### ИЗУЧАЕМ МАТЕРИАЛ
a) Перепишите слово в слово часть отрывка о вере Черчилля: от «Из всех христианских» до «наличие разумных начал.», включая оба этих места.
b) Верны ли по отрывку о вере Черчилля эти утверждения: (i) Черчилль отдавал предпочтение католической церкви; (ii) в 1916 году Черчилль командовал батальоном во Франции; (iii) Черчилль оставался атеистом всю жизнь? На каждое ответьте «да» или «нет» и приведите точную цитату из отрывка, которая это решает.

### ОТРЫВОК ТЕКСТА
Из всех христианских конфессий Черчилль отдавал предпочтение англиканской церкви. Он высоко ценил ее открытость и дух терпимости, утверждая: «Ее заслуга в том, что она всегда принимала, а не отвергала разнообразие религиозных верований и воззрений». Черчилль отрицательно относился к католицизму, называя его «восхитительным наркотиком, который облегчает страдания и прогоняет прочь тревогу, но тормозит развитие и лишает человека силы». В англиканской церкви Уинстону нравилось отсутствие догматизма и наличие разумных начал.
Вопреки распространенному мнению Черчилль не был атеистом, хотя в юности не миновал увлечения атеистическими идеями. В 1898 году он писал матери: «Я не приемлю ни христианской, ни какой-либо другой формы религиозных верований» и «надеюсь, что смерть положит конец всему, я материалист до кончиков ногтей». Но военный опыт постепенно излечил Черчилля от атеизма. Его сын Рэндольф вспоминал, что неоднократно слышал, как отец задавался вопросом о цели бытия. В 1916 году боевой товарищ Черчилля капитан Спирс записал в дневнике беседу с ним. Дело происходило во Франции, где Черчилль командовал батальоном. Выяснилось, что он верит, что дух человека продолжает жить и после его смерти. Черчилль верил, что призван Небом и ниспослан Судьбой для блага и спасения Англии, Британской империи и всего мира.

### ВЫДЕРЖКИ ИЗ ДАННЫХ

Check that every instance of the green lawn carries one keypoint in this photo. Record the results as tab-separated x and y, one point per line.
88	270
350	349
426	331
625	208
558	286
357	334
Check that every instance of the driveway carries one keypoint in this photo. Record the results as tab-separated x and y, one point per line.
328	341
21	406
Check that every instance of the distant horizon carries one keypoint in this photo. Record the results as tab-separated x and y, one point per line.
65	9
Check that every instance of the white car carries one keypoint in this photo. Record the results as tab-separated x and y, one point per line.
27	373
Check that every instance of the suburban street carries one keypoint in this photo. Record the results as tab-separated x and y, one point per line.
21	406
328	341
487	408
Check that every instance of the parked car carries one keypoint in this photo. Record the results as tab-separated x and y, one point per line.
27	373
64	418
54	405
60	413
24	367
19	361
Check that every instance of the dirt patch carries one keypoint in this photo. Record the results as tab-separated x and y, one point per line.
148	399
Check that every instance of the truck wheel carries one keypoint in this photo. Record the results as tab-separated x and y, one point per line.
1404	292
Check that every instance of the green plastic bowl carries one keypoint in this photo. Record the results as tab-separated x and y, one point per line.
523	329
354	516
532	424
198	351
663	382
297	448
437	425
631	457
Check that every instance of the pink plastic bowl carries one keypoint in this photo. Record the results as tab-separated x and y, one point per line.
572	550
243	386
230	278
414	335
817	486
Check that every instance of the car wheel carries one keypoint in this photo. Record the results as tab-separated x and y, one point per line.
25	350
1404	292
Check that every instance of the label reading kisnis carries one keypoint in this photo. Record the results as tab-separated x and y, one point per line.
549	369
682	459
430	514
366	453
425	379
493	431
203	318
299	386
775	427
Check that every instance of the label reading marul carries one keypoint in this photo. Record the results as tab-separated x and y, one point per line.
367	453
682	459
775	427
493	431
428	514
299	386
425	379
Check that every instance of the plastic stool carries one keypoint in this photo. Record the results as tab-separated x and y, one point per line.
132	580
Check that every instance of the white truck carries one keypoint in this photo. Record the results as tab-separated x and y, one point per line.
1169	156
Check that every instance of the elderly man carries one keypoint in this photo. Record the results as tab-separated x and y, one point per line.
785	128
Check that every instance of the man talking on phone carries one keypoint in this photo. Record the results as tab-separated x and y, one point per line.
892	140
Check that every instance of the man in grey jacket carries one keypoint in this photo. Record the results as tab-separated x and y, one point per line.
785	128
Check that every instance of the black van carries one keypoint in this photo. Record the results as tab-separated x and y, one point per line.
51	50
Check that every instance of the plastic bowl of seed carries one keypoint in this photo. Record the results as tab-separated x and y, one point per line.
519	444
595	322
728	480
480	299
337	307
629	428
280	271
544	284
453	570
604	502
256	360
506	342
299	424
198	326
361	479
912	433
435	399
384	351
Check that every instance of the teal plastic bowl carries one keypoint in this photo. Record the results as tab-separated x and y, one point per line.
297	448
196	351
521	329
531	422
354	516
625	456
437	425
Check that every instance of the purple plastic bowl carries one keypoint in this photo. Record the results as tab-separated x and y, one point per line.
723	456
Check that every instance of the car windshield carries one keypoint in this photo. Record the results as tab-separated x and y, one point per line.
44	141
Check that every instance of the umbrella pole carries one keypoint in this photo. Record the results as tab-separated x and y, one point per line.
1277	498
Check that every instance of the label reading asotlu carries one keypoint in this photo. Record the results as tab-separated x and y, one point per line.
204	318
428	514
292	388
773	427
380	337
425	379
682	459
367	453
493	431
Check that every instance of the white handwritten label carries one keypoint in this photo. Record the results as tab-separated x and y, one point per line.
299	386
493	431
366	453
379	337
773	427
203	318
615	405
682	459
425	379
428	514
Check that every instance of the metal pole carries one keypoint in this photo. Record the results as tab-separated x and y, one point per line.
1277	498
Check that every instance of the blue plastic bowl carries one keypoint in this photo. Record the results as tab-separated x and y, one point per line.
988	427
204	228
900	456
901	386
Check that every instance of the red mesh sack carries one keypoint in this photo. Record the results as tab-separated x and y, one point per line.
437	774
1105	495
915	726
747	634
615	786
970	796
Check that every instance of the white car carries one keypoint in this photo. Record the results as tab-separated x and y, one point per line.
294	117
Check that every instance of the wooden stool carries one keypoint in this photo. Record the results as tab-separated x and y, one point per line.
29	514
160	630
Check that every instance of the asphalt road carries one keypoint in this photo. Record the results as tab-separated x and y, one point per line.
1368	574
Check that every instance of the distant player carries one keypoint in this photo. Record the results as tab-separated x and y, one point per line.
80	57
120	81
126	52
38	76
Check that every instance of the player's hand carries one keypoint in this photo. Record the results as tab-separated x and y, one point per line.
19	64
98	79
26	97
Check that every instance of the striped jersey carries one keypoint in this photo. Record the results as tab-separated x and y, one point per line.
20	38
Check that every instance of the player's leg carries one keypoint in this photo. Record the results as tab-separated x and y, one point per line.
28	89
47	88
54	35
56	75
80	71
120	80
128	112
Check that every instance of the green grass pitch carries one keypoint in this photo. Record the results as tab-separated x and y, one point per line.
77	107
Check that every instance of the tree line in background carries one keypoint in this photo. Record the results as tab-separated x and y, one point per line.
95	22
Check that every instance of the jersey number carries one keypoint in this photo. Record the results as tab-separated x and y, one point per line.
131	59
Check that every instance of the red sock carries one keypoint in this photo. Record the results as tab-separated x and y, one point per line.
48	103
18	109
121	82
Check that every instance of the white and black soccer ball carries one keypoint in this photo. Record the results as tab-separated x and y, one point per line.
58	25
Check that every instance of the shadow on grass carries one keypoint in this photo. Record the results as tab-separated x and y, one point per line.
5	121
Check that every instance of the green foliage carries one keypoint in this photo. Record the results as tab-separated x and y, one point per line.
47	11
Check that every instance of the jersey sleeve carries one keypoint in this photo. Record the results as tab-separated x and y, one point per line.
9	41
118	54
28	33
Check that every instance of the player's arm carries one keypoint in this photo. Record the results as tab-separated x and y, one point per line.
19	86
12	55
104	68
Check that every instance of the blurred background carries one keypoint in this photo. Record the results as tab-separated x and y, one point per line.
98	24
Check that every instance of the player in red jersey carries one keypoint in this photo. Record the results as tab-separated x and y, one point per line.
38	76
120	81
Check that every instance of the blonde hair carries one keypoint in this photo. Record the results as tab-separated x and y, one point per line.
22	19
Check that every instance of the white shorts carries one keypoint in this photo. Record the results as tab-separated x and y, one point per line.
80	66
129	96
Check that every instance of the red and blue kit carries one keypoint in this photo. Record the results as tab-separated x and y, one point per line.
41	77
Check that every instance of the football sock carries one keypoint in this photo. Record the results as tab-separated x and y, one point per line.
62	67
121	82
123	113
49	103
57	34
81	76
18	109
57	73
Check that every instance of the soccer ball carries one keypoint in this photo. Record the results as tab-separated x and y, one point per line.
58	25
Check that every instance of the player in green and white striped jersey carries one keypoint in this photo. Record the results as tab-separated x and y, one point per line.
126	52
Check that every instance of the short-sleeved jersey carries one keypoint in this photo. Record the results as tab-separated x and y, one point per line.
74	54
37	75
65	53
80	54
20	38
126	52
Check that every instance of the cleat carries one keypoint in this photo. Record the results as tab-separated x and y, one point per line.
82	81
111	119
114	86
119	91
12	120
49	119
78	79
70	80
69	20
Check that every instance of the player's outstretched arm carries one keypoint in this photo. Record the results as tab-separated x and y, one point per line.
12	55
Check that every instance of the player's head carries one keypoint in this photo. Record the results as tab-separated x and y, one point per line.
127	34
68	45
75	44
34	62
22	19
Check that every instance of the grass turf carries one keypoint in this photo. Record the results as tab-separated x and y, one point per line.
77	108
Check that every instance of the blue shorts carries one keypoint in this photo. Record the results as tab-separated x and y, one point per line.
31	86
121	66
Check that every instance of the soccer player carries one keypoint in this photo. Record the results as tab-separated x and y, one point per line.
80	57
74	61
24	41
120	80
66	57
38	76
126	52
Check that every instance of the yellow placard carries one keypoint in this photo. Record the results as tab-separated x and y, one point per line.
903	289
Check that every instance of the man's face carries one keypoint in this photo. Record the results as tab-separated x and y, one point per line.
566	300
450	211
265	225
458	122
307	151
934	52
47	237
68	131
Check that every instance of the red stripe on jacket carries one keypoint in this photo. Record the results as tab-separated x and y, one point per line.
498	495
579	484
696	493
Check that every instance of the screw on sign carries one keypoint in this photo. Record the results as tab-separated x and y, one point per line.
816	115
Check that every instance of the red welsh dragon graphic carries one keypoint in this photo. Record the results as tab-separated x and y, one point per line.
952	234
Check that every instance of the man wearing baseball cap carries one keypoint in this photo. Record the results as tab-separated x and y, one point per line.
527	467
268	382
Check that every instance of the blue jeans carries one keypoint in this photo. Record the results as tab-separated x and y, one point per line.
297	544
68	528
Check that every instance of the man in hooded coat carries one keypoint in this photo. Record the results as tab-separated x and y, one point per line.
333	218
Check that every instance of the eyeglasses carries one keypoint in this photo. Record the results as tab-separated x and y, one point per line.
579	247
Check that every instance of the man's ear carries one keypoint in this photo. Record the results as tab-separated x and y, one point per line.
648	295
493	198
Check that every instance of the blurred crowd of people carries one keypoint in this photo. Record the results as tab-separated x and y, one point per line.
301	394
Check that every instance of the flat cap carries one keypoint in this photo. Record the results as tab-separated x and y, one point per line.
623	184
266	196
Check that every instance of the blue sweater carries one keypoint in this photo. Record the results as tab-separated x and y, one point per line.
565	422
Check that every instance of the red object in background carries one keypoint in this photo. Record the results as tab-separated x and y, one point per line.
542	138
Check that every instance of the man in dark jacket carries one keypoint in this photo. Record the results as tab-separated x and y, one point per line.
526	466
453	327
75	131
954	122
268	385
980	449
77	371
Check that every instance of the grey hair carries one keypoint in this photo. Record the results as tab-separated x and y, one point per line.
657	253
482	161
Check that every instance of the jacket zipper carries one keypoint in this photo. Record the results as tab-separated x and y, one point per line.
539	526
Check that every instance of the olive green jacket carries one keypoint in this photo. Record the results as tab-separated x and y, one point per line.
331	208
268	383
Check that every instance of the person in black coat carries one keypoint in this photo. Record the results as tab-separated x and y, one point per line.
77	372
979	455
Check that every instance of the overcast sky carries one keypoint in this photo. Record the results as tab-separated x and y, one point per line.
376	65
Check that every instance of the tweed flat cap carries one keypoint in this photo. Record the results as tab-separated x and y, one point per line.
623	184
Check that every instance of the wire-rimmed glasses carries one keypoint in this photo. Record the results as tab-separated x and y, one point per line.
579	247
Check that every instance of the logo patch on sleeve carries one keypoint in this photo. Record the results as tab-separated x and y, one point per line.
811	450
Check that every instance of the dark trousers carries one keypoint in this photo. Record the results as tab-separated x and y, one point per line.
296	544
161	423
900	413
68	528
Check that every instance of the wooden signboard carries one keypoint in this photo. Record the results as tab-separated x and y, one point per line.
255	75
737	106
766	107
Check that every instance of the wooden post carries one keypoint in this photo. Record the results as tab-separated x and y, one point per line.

### ОТВЕТЫ К ЗАДАНИЯМ
a)
Из всех христианских конфессий Черчилль отдавал предпочтение англиканской церкви. Он высоко ценил ее открытость и дух терпимости, утверждая: «Ее заслуга в том, что она всегда принимала, а не отвергала разнообразие религиозных верований и воззрений». Черчилль отрицательно относился к католицизму, называя его «восхитительным наркотиком, который облегчает страдания и прогоняет прочь тревогу, но тормозит развитие и лишает человека силы». В англиканской церкви Уинстону нравилось отсутствие догматизма и наличие разумных начал.

b)
(i) Нет: «Из всех христианских конфессий Черчилль отдавал предпочтение англиканской церкви».
(ii) Да: «Дело происходило во Франции, где Черчилль командовал батальоном».
(iii) Нет: «Но военный опыт постепенно излечил Черчилля от атеизма».